→ **Directives**:
A: Print the passage of the state tax excerpt between "Florida: Adopted amendments" and "(Dec. 13, 2019).", inclusive.
B: Render every line of the records as a Markdown table with the columns "Row" and "Line". Skip blank lines and leave the pictures out.

→ **Document excerpt**:
"""

California: In its ruling in Robert Half International, the California Office of Tax Appeals (OTA) held that a global consulting firm based in California that operates a unitary business with its subsidiaries, can include gross receipts from foreign value added taxes (VAT) imposed on the provision of foreign sales of services in the denominator of its California sales factor. In so holding, the OTA determined that for the tax years at issue, the term "sales" (as defined by Cal. Rev. and Tax Code (CRTC) §25120(e)) means "all gross receipts" which California courts have broadly interpreted to mean the "whole amount received, without deduction."4 The OTA further found that "VAT on sales of services comes within the court's interpretation of 'all gross receipts' under [CRTC §] 25120(e)." The OTA said it found "no reason to limit" the inclusion of VAT in gross receipts to only VAT collected on sales of goods or products and not on services. In the Matter of the Appeal of Robert Half International Inc. and Subsidiaries, California OTA Case No. 18011756 (Cal. OTA Oct. 3, 2019) (pending precedential).

Florida: Adopted amendments to Fla. Admin. Code §12C-1.013 implement Florida's statutory decoupling from global intangible low-taxed income (GILTI) under IRC § 951A, requiring such amounts included in federal taxable income be subtracted in determining state taxable income. This amendment takes effect Jan. 1, 2020. Fla. Dept. of Rev., Fla. Admin. Code §12C-1.013 (adopted Nov. 22, 2019).

Massachusetts: Governor Charlie Baker announced that the Massachusetts individual income tax rate will decrease to 5% (from 5.05%), effective Jan. 1, 2020. The rate reduction was triggered under a 2002 law which requires reducing the rate when specified revenue growth thresholds are met. Mass. Gov., Press Release (Dec. 13, 2019).

"""

→ **Excerpted data**:
"""

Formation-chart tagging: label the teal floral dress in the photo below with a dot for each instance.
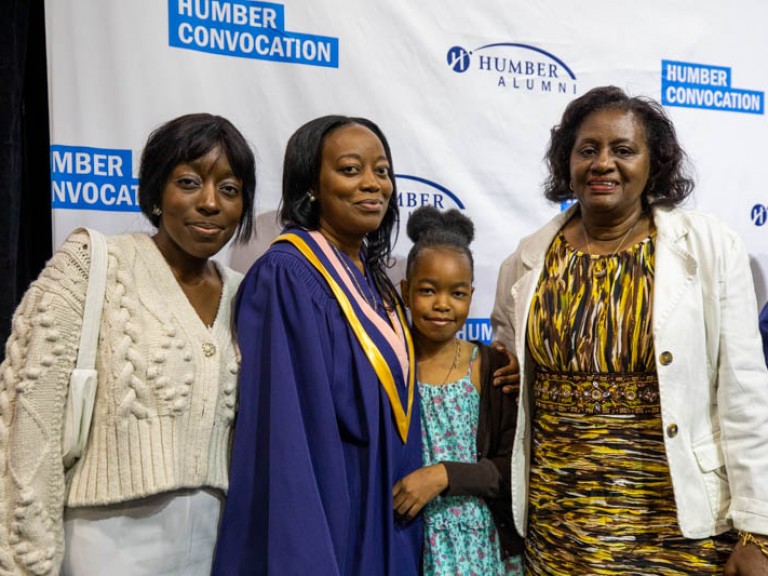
(460, 536)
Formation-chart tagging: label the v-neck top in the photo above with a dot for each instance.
(166, 392)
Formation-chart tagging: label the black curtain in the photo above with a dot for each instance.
(25, 197)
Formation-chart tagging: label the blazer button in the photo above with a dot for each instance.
(665, 358)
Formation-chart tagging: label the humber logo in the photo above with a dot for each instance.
(415, 191)
(759, 215)
(246, 29)
(515, 66)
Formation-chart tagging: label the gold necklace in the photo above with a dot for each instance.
(599, 267)
(372, 300)
(453, 366)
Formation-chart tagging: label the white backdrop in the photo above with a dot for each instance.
(465, 92)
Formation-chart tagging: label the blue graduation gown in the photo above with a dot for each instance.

"""

→ **Answers for the exercise**:
A:
Florida: Adopted amendments to Fla. Admin. Code §12C-1.013 implement Florida's statutory decoupling from global intangible low-taxed income (GILTI) under IRC § 951A, requiring such amounts included in federal taxable income be subtracted in determining state taxable income. This amendment takes effect Jan. 1, 2020. Fla. Dept. of Rev., Fla. Admin. Code §12C-1.013 (adopted Nov. 22, 2019).

Massachusetts: Governor Charlie Baker announced that the Massachusetts individual income tax rate will decrease to 5% (from 5.05%), effective Jan. 1, 2020. The rate reduction was triggered under a 2002 law which requires reducing the rate when specified revenue growth thresholds are met. Mass. Gov., Press Release (Dec. 13, 2019).

B:
| Row | Line |
|---|---|
| 1 | Formation-chart tagging: label the teal floral dress in the photo below with a dot for each instance. |
| 2 | (460, 536) |
| 3 | Formation-chart tagging: label the v-neck top in the photo above with a dot for each instance. |
| 4 | (166, 392) |
| 5 | Formation-chart tagging: label the black curtain in the photo above with a dot for each instance. |
| 6 | (25, 197) |
| 7 | Formation-chart tagging: label the blazer button in the photo above with a dot for each instance. |
| 8 | (665, 358) |
| 9 | Formation-chart tagging: label the humber logo in the photo above with a dot for each instance. |
| 10 | (415, 191) |
| 11 | (759, 215) |
| 12 | (246, 29) |
| 13 | (515, 66) |
| 14 | Formation-chart tagging: label the gold necklace in the photo above with a dot for each instance. |
| 15 | (599, 267) |
| 16 | (372, 300) |
| 17 | (453, 366) |
| 18 | Formation-chart tagging: label the white backdrop in the photo above with a dot for each instance. |
| 19 | (465, 92) |
| 20 | Formation-chart tagging: label the blue graduation gown in the photo above with a dot for each instance. |